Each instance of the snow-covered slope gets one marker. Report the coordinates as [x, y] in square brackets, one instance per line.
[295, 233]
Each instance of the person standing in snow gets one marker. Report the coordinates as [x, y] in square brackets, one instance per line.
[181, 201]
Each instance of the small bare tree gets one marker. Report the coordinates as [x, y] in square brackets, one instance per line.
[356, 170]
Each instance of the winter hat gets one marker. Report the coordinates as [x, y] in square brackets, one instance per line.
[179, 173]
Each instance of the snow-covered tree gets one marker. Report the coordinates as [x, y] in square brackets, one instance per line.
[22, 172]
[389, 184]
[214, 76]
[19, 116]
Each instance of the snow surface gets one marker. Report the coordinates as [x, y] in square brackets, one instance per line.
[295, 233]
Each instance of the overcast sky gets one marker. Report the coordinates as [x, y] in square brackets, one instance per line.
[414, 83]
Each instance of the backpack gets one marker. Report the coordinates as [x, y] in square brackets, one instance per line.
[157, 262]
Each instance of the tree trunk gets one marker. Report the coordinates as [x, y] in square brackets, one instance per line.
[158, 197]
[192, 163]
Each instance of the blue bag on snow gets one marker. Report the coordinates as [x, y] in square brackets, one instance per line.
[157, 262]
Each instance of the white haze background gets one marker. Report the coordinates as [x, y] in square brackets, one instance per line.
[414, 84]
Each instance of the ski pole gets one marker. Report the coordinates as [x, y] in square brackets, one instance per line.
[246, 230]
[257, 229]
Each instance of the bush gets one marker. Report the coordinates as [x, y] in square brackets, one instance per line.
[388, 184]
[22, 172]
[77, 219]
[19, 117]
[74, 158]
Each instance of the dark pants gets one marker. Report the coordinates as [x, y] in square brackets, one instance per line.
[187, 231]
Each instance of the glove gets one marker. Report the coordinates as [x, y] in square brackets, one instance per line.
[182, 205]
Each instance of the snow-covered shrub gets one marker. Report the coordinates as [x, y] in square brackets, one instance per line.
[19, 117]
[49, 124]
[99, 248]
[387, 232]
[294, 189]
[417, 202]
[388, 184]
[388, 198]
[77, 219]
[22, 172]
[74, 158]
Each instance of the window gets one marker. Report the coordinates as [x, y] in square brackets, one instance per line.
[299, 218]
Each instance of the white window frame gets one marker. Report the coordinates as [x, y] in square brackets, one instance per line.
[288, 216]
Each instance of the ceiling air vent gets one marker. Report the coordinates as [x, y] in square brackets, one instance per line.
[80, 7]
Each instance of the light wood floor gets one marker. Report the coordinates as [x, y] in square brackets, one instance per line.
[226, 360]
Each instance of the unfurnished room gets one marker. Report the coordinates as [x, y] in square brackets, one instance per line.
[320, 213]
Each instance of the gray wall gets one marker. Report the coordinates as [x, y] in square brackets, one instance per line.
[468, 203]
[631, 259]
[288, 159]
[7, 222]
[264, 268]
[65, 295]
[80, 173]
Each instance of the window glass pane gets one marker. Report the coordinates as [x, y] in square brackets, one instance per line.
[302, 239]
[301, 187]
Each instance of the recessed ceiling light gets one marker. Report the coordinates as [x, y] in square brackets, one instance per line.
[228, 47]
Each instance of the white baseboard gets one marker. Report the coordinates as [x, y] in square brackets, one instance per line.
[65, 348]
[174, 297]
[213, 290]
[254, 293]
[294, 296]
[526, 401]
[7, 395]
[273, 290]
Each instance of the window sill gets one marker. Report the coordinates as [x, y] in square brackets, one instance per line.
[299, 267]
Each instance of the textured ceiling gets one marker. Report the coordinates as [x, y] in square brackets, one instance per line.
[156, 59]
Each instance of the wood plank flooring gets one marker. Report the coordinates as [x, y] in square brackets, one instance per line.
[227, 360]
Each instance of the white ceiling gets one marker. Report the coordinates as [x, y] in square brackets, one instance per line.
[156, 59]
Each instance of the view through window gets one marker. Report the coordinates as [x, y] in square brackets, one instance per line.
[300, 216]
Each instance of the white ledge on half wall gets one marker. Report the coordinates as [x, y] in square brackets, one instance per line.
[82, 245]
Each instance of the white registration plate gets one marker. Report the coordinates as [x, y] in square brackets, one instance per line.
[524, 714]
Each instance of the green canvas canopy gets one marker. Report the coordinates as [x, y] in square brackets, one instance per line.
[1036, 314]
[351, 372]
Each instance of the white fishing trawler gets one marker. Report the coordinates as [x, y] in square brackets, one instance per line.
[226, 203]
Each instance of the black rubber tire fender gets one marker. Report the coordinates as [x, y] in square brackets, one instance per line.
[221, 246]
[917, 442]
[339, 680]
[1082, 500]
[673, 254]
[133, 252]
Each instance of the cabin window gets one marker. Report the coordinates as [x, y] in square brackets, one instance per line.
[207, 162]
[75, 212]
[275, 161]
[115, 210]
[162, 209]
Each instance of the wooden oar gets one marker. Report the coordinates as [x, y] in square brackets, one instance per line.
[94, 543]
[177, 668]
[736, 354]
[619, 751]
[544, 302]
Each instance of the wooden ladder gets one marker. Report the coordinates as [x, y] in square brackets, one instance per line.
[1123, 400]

::::::::

[Problem]
Rewrite all of the entries above, substituting "receives one point" for each occurrence of "gets one marker" and leaving everything else unchanged.

[The answer]
Each instance of the snow-covered slope receives one point. Report the coordinates as [x, y] in square brackets, one instance per line.
[295, 233]
Each instance of the person standing in snow receives one point. Report the coordinates as [x, y] in square brackets, one instance per line.
[181, 201]
Each instance of the small bare tree receives one point. Report the coordinates as [x, y] in square brackets, one instance per line.
[356, 170]
Each instance of the winter hat receives one point. Report the coordinates as [x, y] in square brackets, one instance per line.
[179, 173]
Each instance of the snow-covered tree receives one point. Report the coordinates as [x, y] in square brackets, one instance per line.
[22, 172]
[389, 184]
[214, 76]
[19, 116]
Each instance of the snow surface receives one point. Report the coordinates as [x, y] in square brackets, one instance per line.
[295, 233]
Each instance of the overcast sky receives one point. Report the coordinates as [x, y] in square brackets, one instance per line.
[414, 83]
Each instance of the backpack receives one point. Report the coordinates as [x, y] in square brackets, one instance per line.
[157, 262]
Each instance of the tree trunk receives one point. Report the coordinates as [x, y] in square brackets, one instance per line.
[158, 197]
[192, 163]
Each instance of the blue bag on snow receives one point. Report the coordinates as [x, y] in square brackets, one instance per line.
[157, 262]
Each instance of the white haze background receives one point. Report the coordinates as [x, y] in square brackets, one instance per line.
[414, 84]
Each instance of the ski pole receives one point. Report the coordinates as [x, y] in square brackets, one instance per line.
[246, 230]
[257, 229]
Each instance of the bush receives one point. Report the coordinates as [x, y] in square brackets, one instance per line.
[388, 184]
[22, 172]
[77, 219]
[19, 117]
[74, 158]
Each instance of the dark pants receives one point. Report the coordinates as [x, y] in square brackets, one instance per line.
[187, 231]
Each instance of the glove receives one point. Report the coordinates as [x, y] in square brackets, one instance per line.
[182, 205]
Each instance of the snow-covered shrub receives one point. Report the coordinates as [x, y] in square brackets, one instance per line.
[19, 117]
[49, 124]
[99, 248]
[387, 232]
[294, 189]
[417, 202]
[388, 184]
[388, 198]
[77, 219]
[22, 172]
[74, 158]
Each instance of the window receives one point. Report the coordinates as [x, y] in square brackets, one instance per line.
[299, 218]
Each instance of the white window frame receives one point. Report the coordinates as [x, y] in square brackets, one instance per line.
[288, 216]
Each instance of the ceiling air vent receives one point. Report the coordinates as [x, y] in square brackets, one instance per line.
[80, 7]
Each instance of the light wood floor receives one point. Report the coordinates as [x, y] in square brackets, one instance per line.
[226, 360]
Each instance of the unfurnished room receives one point. Report the coordinates as [x, y] in square brackets, one instance per line.
[320, 213]
Each instance of the gray wall receives one point. Report the coordinates as [x, y] in square brackets, one instance per line.
[468, 203]
[631, 259]
[288, 159]
[7, 222]
[264, 268]
[65, 295]
[80, 173]
Each instance of the window glass pane receives one point. Report the coordinates as [x, y] in square brackets, one instance per line.
[302, 239]
[301, 187]
Each instance of the recessed ceiling light receives one point. Report the coordinates as [x, y] in square brackets, one instance per line.
[228, 47]
Each instance of the white baseboard receives one point. Report the coordinates as [x, y] in square brackets, one instance per line.
[65, 348]
[174, 297]
[213, 290]
[254, 293]
[294, 296]
[526, 401]
[7, 395]
[273, 290]
Each instance of the window sill receives one point. Report the coordinates as [x, y] in square brackets, one instance per line.
[299, 267]
Each instance of the textured ceiling receives one point. Report the coordinates as [x, y] in square brackets, one instance per line.
[156, 59]
Each instance of the wood plank flooring receives one point. Report the coordinates as [x, y] in square brackets, one instance per line.
[227, 360]
Each instance of the white ceiling receives one point. Report the coordinates as [x, y] in square brackets, one instance per line.
[156, 59]
Each instance of the view through window receives one point. Report the coordinates as [x, y] in square brackets, one instance per line.
[300, 216]
Each instance of the white ledge on half wall receives one point. Report the coordinates as [x, y] in square brackets, one instance per line.
[82, 245]
Each instance of the white registration plate receives one point. Report the coordinates as [x, y] in square brackets, one instance per line.
[524, 714]
Each instance of the green canvas canopy receives one point. Report the coordinates as [x, y] in square brackets, one instance per line.
[1036, 314]
[351, 372]
Each instance of the white fishing trawler receives one point. Report the coordinates as [x, y] in square brackets, one instance per line.
[226, 203]
Each instance of the black rubber tire fender receives one point. Report the coordinates as [x, y] in square brackets, one instance per line.
[221, 246]
[917, 442]
[339, 680]
[1082, 500]
[673, 254]
[133, 252]
Each instance of the cabin window receives one point. Report the coordinates as [x, y] in square brackets, one instance per line.
[207, 162]
[75, 212]
[275, 161]
[115, 210]
[162, 209]
Each instance of the wooden oar receives one point. Report the coordinates as [x, y] in square brackets, one instance per line.
[94, 543]
[177, 668]
[736, 354]
[619, 751]
[544, 302]
Each instance of the wooden ladder receives one point. Report the coordinates as [x, y] in square brackets, one instance per line.
[1123, 400]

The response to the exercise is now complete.